Required action >> Reproduce, word for word, every line starting at the line that contains "target | gray hair" and ending with the final line of the entries.

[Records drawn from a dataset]

━━━━━━━━━━━━━━━━

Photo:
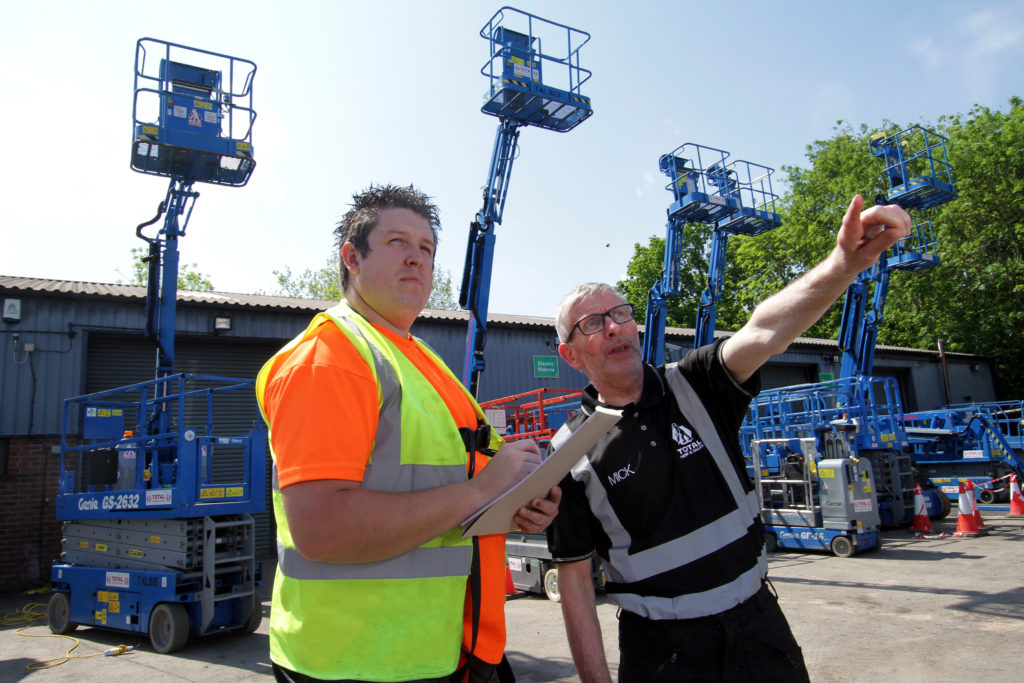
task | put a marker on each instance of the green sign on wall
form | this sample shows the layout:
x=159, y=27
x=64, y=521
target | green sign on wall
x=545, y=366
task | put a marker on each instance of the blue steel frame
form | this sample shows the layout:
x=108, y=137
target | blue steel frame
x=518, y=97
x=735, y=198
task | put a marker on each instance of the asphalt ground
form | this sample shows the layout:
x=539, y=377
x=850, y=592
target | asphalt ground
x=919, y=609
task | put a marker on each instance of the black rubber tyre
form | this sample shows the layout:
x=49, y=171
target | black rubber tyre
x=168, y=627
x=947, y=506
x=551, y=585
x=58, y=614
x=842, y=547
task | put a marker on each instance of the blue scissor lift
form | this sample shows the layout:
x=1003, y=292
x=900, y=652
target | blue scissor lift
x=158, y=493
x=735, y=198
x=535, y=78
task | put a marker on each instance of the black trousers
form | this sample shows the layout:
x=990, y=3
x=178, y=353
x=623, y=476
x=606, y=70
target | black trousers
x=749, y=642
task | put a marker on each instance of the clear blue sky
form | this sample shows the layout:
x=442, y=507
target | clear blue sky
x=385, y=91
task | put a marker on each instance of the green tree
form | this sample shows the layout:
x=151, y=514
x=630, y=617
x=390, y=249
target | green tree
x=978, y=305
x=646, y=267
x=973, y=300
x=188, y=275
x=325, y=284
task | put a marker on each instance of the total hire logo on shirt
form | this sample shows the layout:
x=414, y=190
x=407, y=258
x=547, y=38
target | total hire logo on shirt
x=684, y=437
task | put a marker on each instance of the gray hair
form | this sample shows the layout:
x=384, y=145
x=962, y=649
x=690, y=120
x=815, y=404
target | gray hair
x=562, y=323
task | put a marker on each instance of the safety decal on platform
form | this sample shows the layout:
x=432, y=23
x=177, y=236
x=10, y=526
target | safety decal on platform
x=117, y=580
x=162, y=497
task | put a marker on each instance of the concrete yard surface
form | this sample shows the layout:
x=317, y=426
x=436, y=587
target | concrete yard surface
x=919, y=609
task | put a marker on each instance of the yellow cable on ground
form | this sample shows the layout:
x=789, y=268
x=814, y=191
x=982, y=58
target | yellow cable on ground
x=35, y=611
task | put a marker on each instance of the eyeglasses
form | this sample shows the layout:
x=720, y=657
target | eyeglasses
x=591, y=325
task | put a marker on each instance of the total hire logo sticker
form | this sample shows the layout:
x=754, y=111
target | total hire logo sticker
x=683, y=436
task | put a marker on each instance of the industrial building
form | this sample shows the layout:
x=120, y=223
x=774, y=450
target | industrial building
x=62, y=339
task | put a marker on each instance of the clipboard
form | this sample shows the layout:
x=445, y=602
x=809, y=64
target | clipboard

━━━━━━━━━━━━━━━━

Finished exercise >>
target | gray hair
x=562, y=323
task | put a marker on each instance of the safety decal on platform
form | this sample shows the layout:
x=432, y=23
x=177, y=236
x=10, y=526
target | safety decal on platform
x=117, y=580
x=162, y=497
task | put a marker on each instance of the concrete yard surface
form | this sample shows the layout:
x=317, y=426
x=436, y=587
target | concrete yard surface
x=919, y=609
task | put a marker on each instance of the yellow cable on ground
form | this sample shows the layout:
x=789, y=268
x=814, y=191
x=982, y=58
target | yellow cable on ground
x=35, y=611
task | put a marker on each instance of the eyeglasses
form | this sample shows the layout:
x=720, y=657
target | eyeglasses
x=591, y=325
task | put a marker on each instance of the total hire logo sticker
form | this sample shows the layout:
x=754, y=111
target | total hire logo sticker
x=683, y=436
task | put a marker on each instance of the industrial building
form | this sample shows the layout:
x=120, y=223
x=774, y=450
target | industrial building
x=62, y=339
task | put a marker on each instance of the clipboard
form | this sample shows the layout:
x=445, y=602
x=809, y=64
target | clipboard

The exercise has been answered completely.